---- Text to read

“I finished my second novel today,” you said. “Now all it needs is a date with the editor.”
He leaned forward with interest. “Hey, that’s terrific. Give me a synopsis of them, why don’t you?”
He nodded. Your heart sank inside. You turned into a terrified bucket of jelly. You really hate when this happens. You hadn’t thought about the first book in more than a year. You’d just emerged at ground level from the second one, so a bird’s eye view of the story did not pop to mind. Put on the spot, you blabbered something stupid, and the stupider it sounded, the more you struggled to somehow make your books sound less stupid. You could see his doubt mounting with every lame line. By the end, you’d convinced him you were just another hack author, no wonder you’re not published.
Great. Just great.
You have no problem letting your writing speak for you, in fact, most would say you have a pretty healthy ego (okay, that’s an understatement). You never question your work, no matter how many rejections, no matter how little luck you’ve had getting published. You have dozens of supporters who give you plenty of positive feedback.
But when push comes to shove, if somebody new happens to ask what you write, especially if that person is a man, you fall to pieces. You’re pretty sure it isn’t lack of confidence in your work. No, it comes down to the fact that you’re ashamed of your genre. You write like Jane Austen went to a superhero convention. You do not write great literature, but you do write great entertainment. In a sophisticated environment, like a party or meeting, talking about girl-power in skirts feels incredibly dumb, and certainly irrelevant to real life. You have earned the respect of men within writing circles; how can you secure that respect far and wide?

--------
---- Supplied records

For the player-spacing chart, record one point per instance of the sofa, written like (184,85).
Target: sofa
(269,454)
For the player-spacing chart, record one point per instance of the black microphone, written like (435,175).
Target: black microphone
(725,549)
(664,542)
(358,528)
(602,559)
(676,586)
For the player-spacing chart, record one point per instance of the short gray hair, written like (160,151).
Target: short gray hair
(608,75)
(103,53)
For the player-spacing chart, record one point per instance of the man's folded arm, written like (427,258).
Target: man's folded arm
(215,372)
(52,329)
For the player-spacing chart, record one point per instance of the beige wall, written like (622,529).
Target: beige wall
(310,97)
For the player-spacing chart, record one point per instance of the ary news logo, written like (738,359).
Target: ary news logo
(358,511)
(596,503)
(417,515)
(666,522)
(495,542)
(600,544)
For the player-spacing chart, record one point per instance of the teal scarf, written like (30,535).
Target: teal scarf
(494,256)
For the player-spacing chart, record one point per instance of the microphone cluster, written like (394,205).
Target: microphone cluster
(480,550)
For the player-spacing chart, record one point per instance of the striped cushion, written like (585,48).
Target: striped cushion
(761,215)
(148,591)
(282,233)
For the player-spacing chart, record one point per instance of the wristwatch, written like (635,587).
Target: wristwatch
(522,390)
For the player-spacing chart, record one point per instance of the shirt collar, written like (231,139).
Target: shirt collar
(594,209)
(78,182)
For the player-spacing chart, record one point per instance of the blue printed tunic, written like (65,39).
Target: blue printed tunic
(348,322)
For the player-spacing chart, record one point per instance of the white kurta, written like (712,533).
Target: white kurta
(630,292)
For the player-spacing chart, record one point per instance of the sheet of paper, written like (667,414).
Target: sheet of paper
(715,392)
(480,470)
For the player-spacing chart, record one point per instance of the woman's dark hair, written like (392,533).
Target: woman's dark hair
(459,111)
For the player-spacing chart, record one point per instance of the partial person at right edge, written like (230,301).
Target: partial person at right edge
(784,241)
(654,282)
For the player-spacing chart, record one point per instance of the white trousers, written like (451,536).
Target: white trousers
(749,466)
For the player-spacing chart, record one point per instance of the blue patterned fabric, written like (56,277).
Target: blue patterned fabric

--------

=== What you need to do ===
Copy out, word for word, the whole passage above about the novelist who freezes when asked for a synopsis.

=== Answer in full ===
“I finished my second novel today,” you said. “Now all it needs is a date with the editor.”
He leaned forward with interest. “Hey, that’s terrific. Give me a synopsis of them, why don’t you?”
He nodded. Your heart sank inside. You turned into a terrified bucket of jelly. You really hate when this happens. You hadn’t thought about the first book in more than a year. You’d just emerged at ground level from the second one, so a bird’s eye view of the story did not pop to mind. Put on the spot, you blabbered something stupid, and the stupider it sounded, the more you struggled to somehow make your books sound less stupid. You could see his doubt mounting with every lame line. By the end, you’d convinced him you were just another hack author, no wonder you’re not published.
Great. Just great.
You have no problem letting your writing speak for you, in fact, most would say you have a pretty healthy ego (okay, that’s an understatement). You never question your work, no matter how many rejections, no matter how little luck you’ve had getting published. You have dozens of supporters who give you plenty of positive feedback.
But when push comes to shove, if somebody new happens to ask what you write, especially if that person is a man, you fall to pieces. You’re pretty sure it isn’t lack of confidence in your work. No, it comes down to the fact that you’re ashamed of your genre. You write like Jane Austen went to a superhero convention. You do not write great literature, but you do write great entertainment. In a sophisticated environment, like a party or meeting, talking about girl-power in skirts feels incredibly dumb, and certainly irrelevant to real life. You have earned the respect of men within writing circles; how can you secure that respect far and wide?